▶ [Task requirements]: Return each line of the records with nothing changed, pictures excepted.

== Exercise materials ==

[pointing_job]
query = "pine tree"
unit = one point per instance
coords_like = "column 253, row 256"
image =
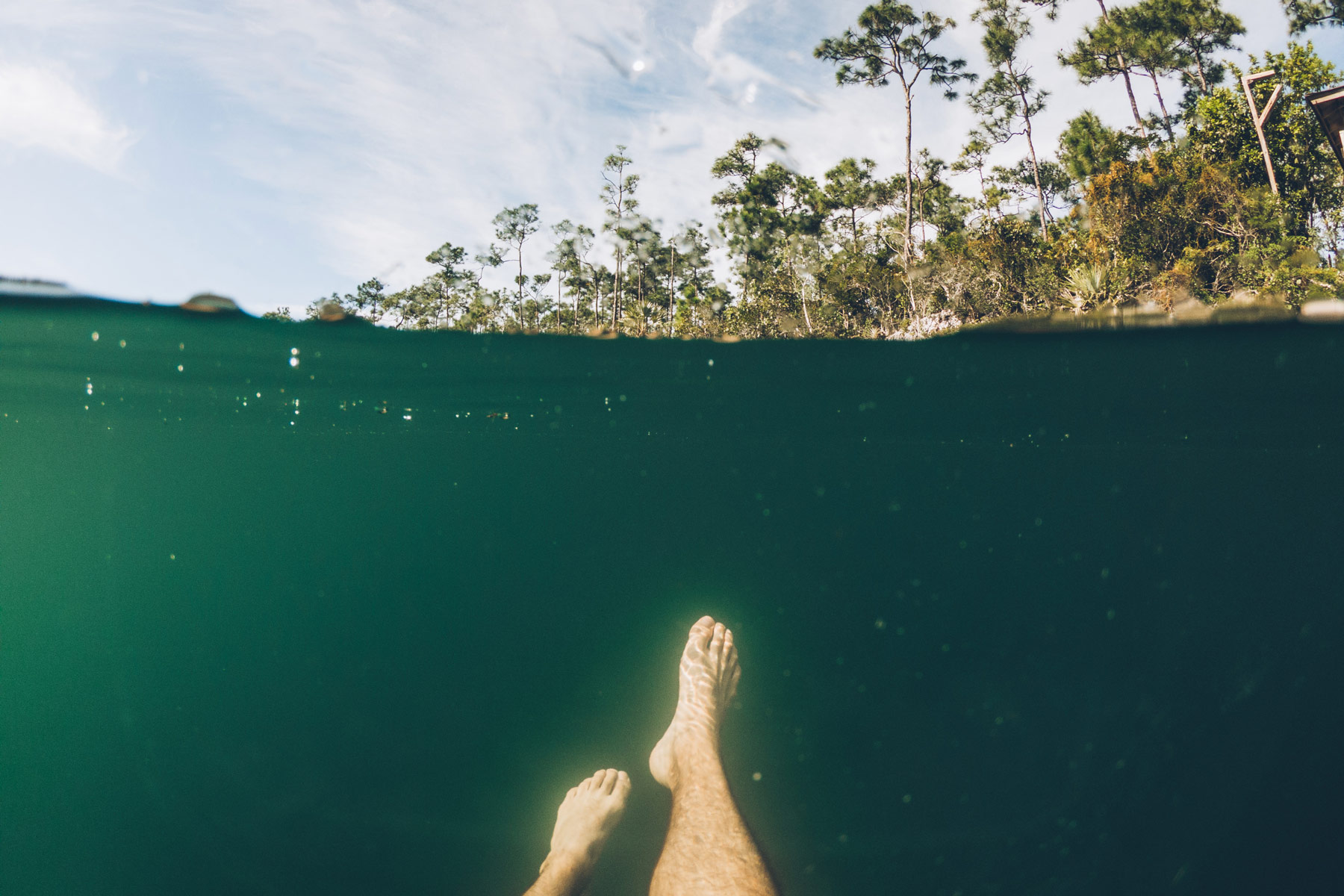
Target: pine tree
column 895, row 42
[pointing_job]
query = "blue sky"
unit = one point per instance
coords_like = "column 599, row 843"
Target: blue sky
column 276, row 151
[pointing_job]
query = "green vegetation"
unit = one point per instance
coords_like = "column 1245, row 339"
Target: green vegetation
column 1171, row 210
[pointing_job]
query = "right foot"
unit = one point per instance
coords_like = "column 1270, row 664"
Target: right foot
column 586, row 818
column 709, row 679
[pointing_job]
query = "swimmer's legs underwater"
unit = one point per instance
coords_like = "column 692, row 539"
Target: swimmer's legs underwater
column 709, row 850
column 584, row 822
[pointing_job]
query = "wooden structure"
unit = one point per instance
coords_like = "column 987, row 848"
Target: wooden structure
column 1328, row 107
column 1261, row 117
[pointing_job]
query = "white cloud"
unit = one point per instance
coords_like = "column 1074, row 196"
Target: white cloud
column 370, row 131
column 42, row 108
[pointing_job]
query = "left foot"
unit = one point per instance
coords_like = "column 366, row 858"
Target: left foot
column 586, row 818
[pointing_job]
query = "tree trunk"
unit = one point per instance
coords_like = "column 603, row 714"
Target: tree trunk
column 1035, row 166
column 909, row 179
column 1129, row 87
column 616, row 296
column 672, row 296
column 1157, row 90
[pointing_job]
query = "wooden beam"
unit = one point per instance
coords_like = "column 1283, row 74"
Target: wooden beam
column 1260, row 119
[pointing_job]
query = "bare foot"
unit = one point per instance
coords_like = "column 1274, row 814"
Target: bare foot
column 709, row 679
column 585, row 820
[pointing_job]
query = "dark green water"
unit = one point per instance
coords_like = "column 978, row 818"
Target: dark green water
column 1018, row 615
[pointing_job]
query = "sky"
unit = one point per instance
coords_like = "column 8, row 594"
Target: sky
column 277, row 151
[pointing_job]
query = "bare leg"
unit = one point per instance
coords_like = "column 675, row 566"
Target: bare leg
column 586, row 818
column 709, row 850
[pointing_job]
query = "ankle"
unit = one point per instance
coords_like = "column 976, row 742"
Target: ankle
column 567, row 865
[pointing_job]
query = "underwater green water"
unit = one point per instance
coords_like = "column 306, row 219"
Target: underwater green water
column 1018, row 615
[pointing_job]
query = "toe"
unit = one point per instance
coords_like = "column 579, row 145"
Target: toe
column 717, row 644
column 700, row 633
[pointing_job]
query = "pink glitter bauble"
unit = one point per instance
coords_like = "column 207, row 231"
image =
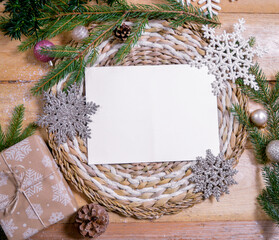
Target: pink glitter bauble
column 37, row 48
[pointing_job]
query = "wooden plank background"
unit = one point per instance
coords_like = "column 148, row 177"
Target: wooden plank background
column 236, row 216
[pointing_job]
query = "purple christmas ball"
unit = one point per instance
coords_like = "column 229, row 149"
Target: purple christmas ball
column 37, row 48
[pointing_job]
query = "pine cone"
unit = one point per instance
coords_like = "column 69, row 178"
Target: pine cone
column 122, row 32
column 92, row 220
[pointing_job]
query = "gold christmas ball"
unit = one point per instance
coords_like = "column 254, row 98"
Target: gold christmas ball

===

▶ [Exercise response]:
[pointing_job]
query = "pine tree"
unit = one point per instance
coords_like = "column 253, row 256"
image =
Target: pine tree
column 895, row 42
[pointing_job]
query = "blue sky"
unit = one point per instance
coords_like = "column 599, row 843"
Target: blue sky
column 276, row 151
[pointing_job]
query = "green vegetation"
unit = one point per instance
coords_like = "column 1245, row 339"
Target: green vegetation
column 1171, row 210
[pointing_job]
query = "right foot"
unit = one point per instance
coords_like = "column 1270, row 664"
Target: right foot
column 586, row 818
column 709, row 679
[pointing_job]
query = "swimmer's legs underwater"
unit = one point per instance
coords_like = "column 692, row 539"
Target: swimmer's legs underwater
column 709, row 850
column 584, row 822
[pointing_job]
query = "wooden structure"
unit = one point per instance
coords_like = "column 987, row 848"
Target: wooden structure
column 1328, row 107
column 1261, row 117
[pointing_job]
query = "white cloud"
unit = one point per instance
coords_like = "column 1074, row 196"
Target: white cloud
column 370, row 131
column 42, row 108
[pointing_job]
query = "left foot"
unit = one point per instance
coords_like = "column 366, row 858"
Target: left foot
column 586, row 818
[pointing_job]
query = "tree trunk"
unit = one point per instance
coords_like = "column 603, row 714"
Target: tree trunk
column 1035, row 166
column 909, row 179
column 1129, row 87
column 616, row 296
column 672, row 296
column 1157, row 90
[pointing_job]
query = "wooden beam"
unit = one point per instance
coords_like = "column 1283, row 74"
Target: wooden beam
column 1260, row 119
[pointing_job]
query = "bare foot"
unit = one point per instance
coords_like = "column 1274, row 814"
Target: bare foot
column 709, row 679
column 585, row 820
[pointing_job]
query = "dark green water"
unit = one point per instance
coords_like = "column 978, row 818"
Target: dark green water
column 1018, row 615
[pointing_job]
query = "sky"
unit = one point per instance
coords_like = "column 8, row 594"
Target: sky
column 277, row 151
[pointing_job]
query = "bare leg"
unit = one point per instance
coords_like = "column 675, row 566"
Target: bare leg
column 586, row 818
column 709, row 850
[pointing_job]
query = "ankle"
unit = one point per instance
coords_like = "column 976, row 742"
Target: ankle
column 567, row 865
[pointing_job]
query = "underwater green water"
unit = one point per instance
coords_like = "column 306, row 219"
Target: underwater green water
column 1018, row 615
[pointing_job]
query = "toe"
unit = one point per instance
coords_like = "column 579, row 145"
Target: toe
column 717, row 644
column 700, row 633
[pointing_job]
query = "pink glitter bauble"
unit = one point per instance
coords_like = "column 207, row 231"
image =
Target: pink glitter bauble
column 37, row 48
[pointing_job]
query = "wooden plank background"
unit = one point per instance
coords_like = "column 148, row 177"
Target: wooden plank background
column 236, row 216
[pointing_job]
query = "purple christmas ball"
unit = one point per instance
coords_like = "column 229, row 149"
Target: purple christmas ball
column 37, row 48
[pointing_job]
query = "pine cone"
unit = one point per instance
coords_like = "column 69, row 178"
Target: pine cone
column 122, row 32
column 92, row 220
[pointing_job]
query = "gold christmas ball"
unit = one point per instance
coords_like = "column 254, row 98"
Target: gold christmas ball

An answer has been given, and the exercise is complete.